• [The problem] Your reply should contain only the line with "In this photo, each instance of the man's face" and the lines after it through the end of the data, each written out exactly.
-- Data extract follows --
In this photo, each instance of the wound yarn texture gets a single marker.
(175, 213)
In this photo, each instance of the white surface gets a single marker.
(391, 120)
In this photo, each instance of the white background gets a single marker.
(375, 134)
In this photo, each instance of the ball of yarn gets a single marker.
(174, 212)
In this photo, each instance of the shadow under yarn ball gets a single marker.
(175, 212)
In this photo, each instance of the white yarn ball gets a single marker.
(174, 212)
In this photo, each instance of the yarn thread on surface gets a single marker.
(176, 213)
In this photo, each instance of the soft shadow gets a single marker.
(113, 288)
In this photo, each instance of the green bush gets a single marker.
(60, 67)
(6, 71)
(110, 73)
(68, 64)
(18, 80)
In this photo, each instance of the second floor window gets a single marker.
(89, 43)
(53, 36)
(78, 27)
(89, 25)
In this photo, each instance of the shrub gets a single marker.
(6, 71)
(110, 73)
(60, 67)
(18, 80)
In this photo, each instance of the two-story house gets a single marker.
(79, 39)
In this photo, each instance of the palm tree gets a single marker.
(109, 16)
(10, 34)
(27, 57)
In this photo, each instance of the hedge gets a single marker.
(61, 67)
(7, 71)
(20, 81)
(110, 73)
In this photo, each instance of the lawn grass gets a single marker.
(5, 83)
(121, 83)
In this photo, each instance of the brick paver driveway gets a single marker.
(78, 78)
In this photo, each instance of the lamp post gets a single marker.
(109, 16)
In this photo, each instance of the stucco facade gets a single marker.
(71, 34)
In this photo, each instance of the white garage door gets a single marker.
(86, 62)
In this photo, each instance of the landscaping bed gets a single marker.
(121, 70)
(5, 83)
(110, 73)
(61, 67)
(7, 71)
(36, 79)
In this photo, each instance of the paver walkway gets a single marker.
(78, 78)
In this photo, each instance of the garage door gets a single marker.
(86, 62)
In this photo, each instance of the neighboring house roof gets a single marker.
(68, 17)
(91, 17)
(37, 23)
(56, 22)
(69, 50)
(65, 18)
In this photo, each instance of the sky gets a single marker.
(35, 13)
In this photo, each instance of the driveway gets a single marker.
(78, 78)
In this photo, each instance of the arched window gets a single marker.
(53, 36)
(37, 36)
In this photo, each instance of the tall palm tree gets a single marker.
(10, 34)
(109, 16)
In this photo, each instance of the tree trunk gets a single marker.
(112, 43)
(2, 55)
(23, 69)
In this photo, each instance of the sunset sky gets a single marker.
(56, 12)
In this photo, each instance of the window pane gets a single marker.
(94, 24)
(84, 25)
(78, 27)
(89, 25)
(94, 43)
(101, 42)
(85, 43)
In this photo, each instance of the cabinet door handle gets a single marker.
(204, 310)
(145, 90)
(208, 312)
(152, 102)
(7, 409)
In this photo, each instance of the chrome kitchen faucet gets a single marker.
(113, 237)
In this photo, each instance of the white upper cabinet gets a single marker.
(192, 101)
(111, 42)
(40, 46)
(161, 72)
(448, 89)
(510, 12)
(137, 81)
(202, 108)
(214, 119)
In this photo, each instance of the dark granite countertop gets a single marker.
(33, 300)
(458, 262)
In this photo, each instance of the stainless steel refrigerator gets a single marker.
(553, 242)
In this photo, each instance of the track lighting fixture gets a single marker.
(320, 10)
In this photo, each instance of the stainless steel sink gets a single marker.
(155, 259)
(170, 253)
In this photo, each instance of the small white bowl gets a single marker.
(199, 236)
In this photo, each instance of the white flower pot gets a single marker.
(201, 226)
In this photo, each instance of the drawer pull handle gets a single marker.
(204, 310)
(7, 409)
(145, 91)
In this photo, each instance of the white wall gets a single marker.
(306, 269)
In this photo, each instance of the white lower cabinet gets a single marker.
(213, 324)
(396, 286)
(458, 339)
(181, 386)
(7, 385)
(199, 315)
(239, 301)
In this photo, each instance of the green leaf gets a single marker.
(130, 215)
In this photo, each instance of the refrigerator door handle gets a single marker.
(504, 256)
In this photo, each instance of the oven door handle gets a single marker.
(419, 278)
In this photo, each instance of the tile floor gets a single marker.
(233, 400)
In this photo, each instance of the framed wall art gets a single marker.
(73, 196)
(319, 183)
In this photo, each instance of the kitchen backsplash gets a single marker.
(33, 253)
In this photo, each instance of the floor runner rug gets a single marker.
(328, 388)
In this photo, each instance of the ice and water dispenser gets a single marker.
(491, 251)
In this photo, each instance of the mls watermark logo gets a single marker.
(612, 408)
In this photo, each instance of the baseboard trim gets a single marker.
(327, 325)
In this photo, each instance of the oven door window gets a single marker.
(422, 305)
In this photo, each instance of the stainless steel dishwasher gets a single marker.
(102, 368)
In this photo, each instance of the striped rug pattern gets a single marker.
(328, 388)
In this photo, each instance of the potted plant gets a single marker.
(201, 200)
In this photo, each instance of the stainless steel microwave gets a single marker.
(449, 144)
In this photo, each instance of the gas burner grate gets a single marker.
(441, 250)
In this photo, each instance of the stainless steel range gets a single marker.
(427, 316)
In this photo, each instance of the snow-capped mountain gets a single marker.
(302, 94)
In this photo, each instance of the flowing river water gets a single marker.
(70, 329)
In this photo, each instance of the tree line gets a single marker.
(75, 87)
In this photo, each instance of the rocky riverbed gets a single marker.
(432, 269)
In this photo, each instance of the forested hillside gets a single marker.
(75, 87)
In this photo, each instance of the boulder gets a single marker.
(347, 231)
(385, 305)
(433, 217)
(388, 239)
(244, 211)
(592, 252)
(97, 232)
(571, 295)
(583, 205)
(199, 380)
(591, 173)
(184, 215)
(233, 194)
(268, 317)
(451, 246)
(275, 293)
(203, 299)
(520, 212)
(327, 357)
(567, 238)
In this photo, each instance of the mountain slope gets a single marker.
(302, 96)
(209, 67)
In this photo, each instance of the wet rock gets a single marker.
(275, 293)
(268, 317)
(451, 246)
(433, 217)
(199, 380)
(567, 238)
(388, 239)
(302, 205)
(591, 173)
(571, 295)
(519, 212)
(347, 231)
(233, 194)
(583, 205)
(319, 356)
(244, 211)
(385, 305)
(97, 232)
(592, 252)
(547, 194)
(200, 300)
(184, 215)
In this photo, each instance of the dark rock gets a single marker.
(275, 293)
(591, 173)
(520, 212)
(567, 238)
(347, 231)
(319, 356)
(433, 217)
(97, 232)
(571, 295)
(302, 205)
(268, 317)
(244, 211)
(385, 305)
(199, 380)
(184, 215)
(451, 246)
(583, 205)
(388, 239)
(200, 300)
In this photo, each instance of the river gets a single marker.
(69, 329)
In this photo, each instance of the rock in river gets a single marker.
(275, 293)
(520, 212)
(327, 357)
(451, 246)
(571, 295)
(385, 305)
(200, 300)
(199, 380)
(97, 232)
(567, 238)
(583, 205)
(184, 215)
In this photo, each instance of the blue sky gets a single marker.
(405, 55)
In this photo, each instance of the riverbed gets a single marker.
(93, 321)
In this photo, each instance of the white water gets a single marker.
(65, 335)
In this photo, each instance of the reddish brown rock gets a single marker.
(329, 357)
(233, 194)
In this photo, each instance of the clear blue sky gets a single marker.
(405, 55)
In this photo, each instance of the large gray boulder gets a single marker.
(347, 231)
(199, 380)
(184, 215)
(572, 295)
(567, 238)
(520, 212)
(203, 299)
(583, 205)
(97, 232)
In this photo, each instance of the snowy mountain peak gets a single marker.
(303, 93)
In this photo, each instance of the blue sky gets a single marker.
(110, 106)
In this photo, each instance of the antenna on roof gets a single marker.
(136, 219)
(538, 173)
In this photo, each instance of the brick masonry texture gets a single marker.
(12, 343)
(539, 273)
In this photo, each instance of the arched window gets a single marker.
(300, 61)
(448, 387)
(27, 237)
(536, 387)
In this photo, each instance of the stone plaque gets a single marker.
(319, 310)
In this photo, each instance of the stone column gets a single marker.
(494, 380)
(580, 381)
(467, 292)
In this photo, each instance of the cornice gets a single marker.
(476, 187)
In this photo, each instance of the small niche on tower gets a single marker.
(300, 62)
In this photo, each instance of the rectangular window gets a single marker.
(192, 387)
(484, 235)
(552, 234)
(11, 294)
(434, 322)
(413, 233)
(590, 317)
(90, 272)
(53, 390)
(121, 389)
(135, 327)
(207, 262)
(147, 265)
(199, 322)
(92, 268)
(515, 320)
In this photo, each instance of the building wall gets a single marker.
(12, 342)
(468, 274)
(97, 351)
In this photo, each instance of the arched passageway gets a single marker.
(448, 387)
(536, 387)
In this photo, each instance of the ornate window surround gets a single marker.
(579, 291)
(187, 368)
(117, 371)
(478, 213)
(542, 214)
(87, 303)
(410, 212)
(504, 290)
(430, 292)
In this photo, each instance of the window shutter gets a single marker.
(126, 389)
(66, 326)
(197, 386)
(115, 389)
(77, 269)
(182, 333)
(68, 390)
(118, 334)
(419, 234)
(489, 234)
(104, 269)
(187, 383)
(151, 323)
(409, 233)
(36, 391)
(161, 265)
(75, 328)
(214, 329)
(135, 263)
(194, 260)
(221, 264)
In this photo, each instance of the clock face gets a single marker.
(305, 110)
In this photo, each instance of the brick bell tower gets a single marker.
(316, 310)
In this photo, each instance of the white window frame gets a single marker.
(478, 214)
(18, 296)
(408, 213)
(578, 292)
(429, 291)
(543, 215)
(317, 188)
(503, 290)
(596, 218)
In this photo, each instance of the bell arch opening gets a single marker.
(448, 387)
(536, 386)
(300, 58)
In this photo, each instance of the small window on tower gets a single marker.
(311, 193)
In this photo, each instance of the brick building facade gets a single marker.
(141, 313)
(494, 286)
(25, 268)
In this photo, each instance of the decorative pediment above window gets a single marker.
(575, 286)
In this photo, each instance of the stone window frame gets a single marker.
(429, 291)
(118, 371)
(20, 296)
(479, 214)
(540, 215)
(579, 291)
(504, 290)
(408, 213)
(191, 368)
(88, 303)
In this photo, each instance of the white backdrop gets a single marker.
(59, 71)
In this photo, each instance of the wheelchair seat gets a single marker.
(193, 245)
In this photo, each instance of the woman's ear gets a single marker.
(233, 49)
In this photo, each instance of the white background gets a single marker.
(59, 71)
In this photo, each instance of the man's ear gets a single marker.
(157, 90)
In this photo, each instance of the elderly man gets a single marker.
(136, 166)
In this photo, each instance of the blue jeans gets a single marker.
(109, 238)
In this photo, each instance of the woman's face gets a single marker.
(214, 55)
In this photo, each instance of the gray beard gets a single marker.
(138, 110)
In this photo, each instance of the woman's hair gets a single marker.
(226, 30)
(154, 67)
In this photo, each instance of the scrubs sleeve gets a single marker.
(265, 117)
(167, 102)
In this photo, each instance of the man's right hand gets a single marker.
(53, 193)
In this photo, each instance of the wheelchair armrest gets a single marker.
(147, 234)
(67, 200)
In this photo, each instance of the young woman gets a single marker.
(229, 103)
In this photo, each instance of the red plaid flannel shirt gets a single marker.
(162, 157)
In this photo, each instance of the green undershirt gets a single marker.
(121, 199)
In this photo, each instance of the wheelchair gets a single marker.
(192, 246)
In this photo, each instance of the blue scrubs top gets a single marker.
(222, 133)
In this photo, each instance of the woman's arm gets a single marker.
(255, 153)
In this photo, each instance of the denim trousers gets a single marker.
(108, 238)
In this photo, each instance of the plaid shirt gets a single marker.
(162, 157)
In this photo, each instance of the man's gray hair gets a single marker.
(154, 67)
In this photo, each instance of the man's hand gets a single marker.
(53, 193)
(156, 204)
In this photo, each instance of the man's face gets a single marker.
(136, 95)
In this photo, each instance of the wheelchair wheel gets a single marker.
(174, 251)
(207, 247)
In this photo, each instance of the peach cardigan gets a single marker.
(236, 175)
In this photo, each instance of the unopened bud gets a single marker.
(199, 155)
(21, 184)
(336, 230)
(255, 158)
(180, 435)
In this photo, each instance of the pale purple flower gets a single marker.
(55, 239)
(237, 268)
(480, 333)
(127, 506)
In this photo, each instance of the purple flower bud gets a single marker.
-- Data extract concluded --
• [Response below]
In this photo, each instance of the man's face gets a single marker.
(136, 95)
In this photo, each instance of the wheelchair wheel gets a single marker.
(174, 251)
(207, 247)
In this photo, each instance of the peach cardigan gets a single marker.
(236, 175)
In this photo, each instance of the unopened bud gets a single marker.
(199, 155)
(21, 184)
(336, 230)
(255, 158)
(180, 435)
In this photo, each instance of the pale purple flower gets a single marker.
(55, 239)
(237, 268)
(480, 333)
(127, 506)
In this photo, each instance of the purple flower bud gets a single marker.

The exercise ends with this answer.